● **Written instruction**:
Count the lines in the data below that contain the string "house", with case counting, and reply with the number alone.

(Data lines)
──────

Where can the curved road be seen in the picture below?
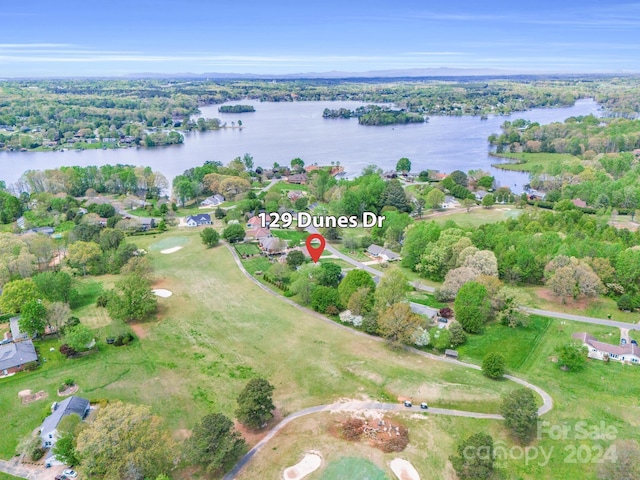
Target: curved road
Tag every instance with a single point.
(547, 404)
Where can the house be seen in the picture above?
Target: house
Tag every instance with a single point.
(16, 334)
(256, 222)
(271, 245)
(198, 220)
(382, 253)
(14, 356)
(628, 353)
(298, 178)
(480, 194)
(212, 201)
(257, 233)
(69, 406)
(450, 202)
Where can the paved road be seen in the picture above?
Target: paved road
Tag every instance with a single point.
(347, 407)
(358, 406)
(581, 318)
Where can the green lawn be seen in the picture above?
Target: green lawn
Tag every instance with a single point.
(351, 468)
(248, 249)
(293, 237)
(553, 163)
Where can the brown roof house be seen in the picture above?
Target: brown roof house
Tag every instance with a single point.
(628, 353)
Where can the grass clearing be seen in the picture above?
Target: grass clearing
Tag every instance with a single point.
(553, 163)
(248, 249)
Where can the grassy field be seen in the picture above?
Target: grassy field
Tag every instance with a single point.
(217, 331)
(293, 237)
(478, 216)
(553, 163)
(248, 249)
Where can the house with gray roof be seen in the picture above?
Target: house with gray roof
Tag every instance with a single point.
(14, 356)
(69, 406)
(16, 333)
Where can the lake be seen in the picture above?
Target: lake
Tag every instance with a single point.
(278, 132)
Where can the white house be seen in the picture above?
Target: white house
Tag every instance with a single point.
(197, 220)
(628, 353)
(72, 405)
(382, 253)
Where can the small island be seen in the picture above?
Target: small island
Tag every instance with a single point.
(375, 115)
(236, 109)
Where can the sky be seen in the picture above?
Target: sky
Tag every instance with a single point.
(80, 38)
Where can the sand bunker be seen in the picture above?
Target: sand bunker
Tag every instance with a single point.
(309, 464)
(403, 470)
(161, 292)
(170, 250)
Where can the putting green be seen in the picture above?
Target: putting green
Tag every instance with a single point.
(350, 468)
(170, 242)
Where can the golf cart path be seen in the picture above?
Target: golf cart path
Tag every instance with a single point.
(547, 404)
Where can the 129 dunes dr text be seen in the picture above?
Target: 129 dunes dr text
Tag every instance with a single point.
(304, 219)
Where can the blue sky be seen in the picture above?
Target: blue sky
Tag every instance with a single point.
(70, 37)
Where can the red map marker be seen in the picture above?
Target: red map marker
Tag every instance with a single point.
(315, 252)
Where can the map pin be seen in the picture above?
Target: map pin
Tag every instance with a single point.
(315, 252)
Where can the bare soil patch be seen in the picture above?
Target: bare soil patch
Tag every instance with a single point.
(27, 397)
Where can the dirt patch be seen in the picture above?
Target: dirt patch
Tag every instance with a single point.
(162, 292)
(27, 397)
(140, 329)
(403, 469)
(68, 391)
(579, 303)
(254, 436)
(309, 464)
(170, 250)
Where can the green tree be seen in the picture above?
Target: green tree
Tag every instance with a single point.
(215, 444)
(325, 300)
(33, 318)
(78, 337)
(572, 356)
(472, 306)
(295, 258)
(488, 201)
(17, 293)
(435, 199)
(233, 233)
(354, 280)
(398, 324)
(392, 289)
(132, 299)
(493, 365)
(209, 237)
(255, 403)
(403, 165)
(125, 441)
(520, 414)
(475, 458)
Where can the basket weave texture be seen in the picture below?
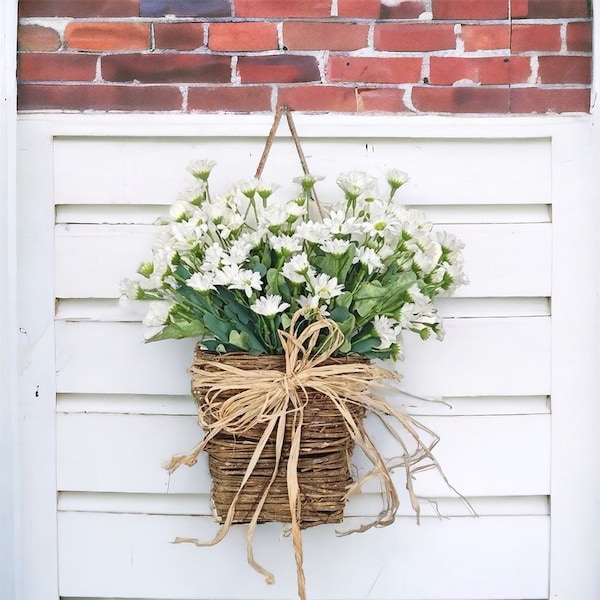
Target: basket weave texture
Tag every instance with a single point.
(324, 463)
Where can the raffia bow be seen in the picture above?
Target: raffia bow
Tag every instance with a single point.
(274, 399)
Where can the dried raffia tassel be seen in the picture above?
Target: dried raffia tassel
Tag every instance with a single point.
(276, 401)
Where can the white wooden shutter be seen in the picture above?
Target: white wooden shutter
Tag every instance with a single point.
(103, 411)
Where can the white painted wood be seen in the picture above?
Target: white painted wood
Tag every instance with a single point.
(113, 358)
(131, 555)
(575, 349)
(143, 172)
(128, 214)
(359, 505)
(113, 310)
(36, 369)
(127, 453)
(506, 352)
(10, 540)
(503, 259)
(139, 404)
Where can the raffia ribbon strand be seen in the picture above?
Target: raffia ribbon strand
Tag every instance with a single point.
(275, 400)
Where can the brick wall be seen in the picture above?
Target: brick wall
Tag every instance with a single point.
(395, 56)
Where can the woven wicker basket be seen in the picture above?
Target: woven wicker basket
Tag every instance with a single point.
(324, 474)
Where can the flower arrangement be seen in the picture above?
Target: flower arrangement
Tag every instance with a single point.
(233, 269)
(291, 301)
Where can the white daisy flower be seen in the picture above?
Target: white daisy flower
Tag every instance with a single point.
(269, 305)
(202, 282)
(325, 287)
(336, 247)
(369, 258)
(201, 168)
(248, 281)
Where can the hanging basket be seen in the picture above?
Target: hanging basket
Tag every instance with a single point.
(323, 465)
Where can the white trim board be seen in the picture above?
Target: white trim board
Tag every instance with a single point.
(574, 543)
(10, 566)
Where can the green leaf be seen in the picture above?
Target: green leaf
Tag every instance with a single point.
(218, 327)
(279, 285)
(239, 339)
(368, 297)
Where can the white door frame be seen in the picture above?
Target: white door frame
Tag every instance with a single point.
(9, 505)
(574, 491)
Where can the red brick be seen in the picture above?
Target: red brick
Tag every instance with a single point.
(79, 8)
(492, 70)
(56, 67)
(35, 37)
(579, 37)
(558, 9)
(359, 9)
(406, 9)
(539, 100)
(252, 35)
(302, 35)
(316, 98)
(389, 100)
(244, 98)
(374, 70)
(99, 97)
(518, 9)
(527, 38)
(178, 36)
(461, 99)
(564, 69)
(94, 36)
(470, 9)
(278, 68)
(206, 9)
(414, 37)
(163, 68)
(485, 37)
(282, 8)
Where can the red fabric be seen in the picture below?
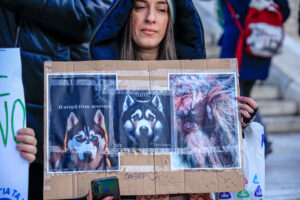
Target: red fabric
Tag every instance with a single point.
(253, 16)
(241, 40)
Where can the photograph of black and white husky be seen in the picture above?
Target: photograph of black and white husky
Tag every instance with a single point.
(142, 120)
(78, 127)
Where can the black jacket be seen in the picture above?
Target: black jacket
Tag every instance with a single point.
(57, 30)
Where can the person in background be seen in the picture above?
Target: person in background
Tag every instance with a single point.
(57, 30)
(252, 68)
(155, 30)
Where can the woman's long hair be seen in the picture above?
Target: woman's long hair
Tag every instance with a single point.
(167, 51)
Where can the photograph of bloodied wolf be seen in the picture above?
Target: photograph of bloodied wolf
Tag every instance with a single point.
(78, 128)
(206, 121)
(142, 120)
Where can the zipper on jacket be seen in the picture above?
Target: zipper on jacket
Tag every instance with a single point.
(104, 19)
(18, 33)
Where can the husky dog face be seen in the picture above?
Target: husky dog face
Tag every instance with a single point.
(86, 142)
(142, 121)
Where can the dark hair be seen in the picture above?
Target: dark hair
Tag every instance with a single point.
(128, 50)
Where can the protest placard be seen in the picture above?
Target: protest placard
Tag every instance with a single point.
(13, 168)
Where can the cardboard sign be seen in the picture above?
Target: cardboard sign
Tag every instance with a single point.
(13, 168)
(161, 127)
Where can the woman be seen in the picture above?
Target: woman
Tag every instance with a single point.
(154, 30)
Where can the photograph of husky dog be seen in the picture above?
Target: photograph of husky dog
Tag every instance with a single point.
(78, 127)
(206, 121)
(142, 120)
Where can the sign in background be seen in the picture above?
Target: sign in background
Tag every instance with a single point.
(13, 168)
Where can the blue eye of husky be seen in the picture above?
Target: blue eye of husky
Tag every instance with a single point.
(78, 138)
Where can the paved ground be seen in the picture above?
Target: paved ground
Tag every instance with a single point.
(283, 168)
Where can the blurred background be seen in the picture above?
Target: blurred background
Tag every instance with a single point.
(279, 101)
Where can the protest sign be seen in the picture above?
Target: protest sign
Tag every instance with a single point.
(160, 127)
(13, 168)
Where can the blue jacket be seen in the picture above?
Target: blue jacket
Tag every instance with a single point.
(189, 36)
(252, 68)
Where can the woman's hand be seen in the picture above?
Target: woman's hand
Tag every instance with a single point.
(27, 145)
(90, 196)
(248, 108)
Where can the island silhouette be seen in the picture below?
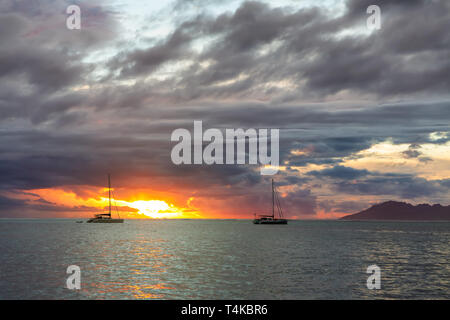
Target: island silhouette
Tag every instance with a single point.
(394, 210)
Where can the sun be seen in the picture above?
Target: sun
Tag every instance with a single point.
(155, 208)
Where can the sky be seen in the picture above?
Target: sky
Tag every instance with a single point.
(364, 115)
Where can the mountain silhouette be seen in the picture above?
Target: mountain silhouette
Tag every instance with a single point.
(393, 210)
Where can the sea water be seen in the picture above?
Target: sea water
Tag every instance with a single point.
(223, 259)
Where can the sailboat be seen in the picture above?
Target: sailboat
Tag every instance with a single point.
(271, 219)
(106, 217)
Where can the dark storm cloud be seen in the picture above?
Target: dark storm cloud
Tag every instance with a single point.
(340, 172)
(254, 69)
(304, 46)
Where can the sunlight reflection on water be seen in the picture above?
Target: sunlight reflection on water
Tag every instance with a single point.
(214, 259)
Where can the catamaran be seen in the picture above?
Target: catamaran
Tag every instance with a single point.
(271, 219)
(106, 217)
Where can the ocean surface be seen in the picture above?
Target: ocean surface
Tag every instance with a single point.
(224, 259)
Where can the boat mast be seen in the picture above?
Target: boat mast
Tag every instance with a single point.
(109, 189)
(273, 201)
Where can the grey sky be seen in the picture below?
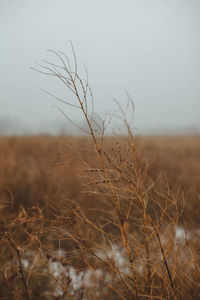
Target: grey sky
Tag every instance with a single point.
(149, 47)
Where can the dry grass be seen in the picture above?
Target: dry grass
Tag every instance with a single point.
(49, 205)
(98, 217)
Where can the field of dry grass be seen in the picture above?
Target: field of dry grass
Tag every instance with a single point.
(125, 226)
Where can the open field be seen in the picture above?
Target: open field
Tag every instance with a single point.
(124, 224)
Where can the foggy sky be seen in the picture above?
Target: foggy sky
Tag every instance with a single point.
(148, 47)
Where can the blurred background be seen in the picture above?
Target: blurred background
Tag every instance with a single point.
(149, 48)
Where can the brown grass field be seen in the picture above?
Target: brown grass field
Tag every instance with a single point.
(73, 227)
(98, 217)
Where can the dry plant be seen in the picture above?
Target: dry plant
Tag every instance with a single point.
(130, 248)
(95, 225)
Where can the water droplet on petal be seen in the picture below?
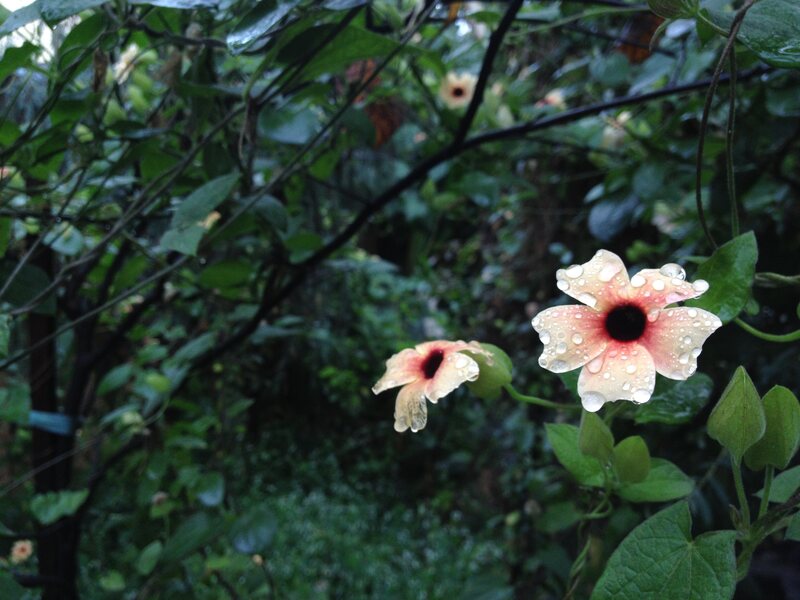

──────

● **Answer to the problem**:
8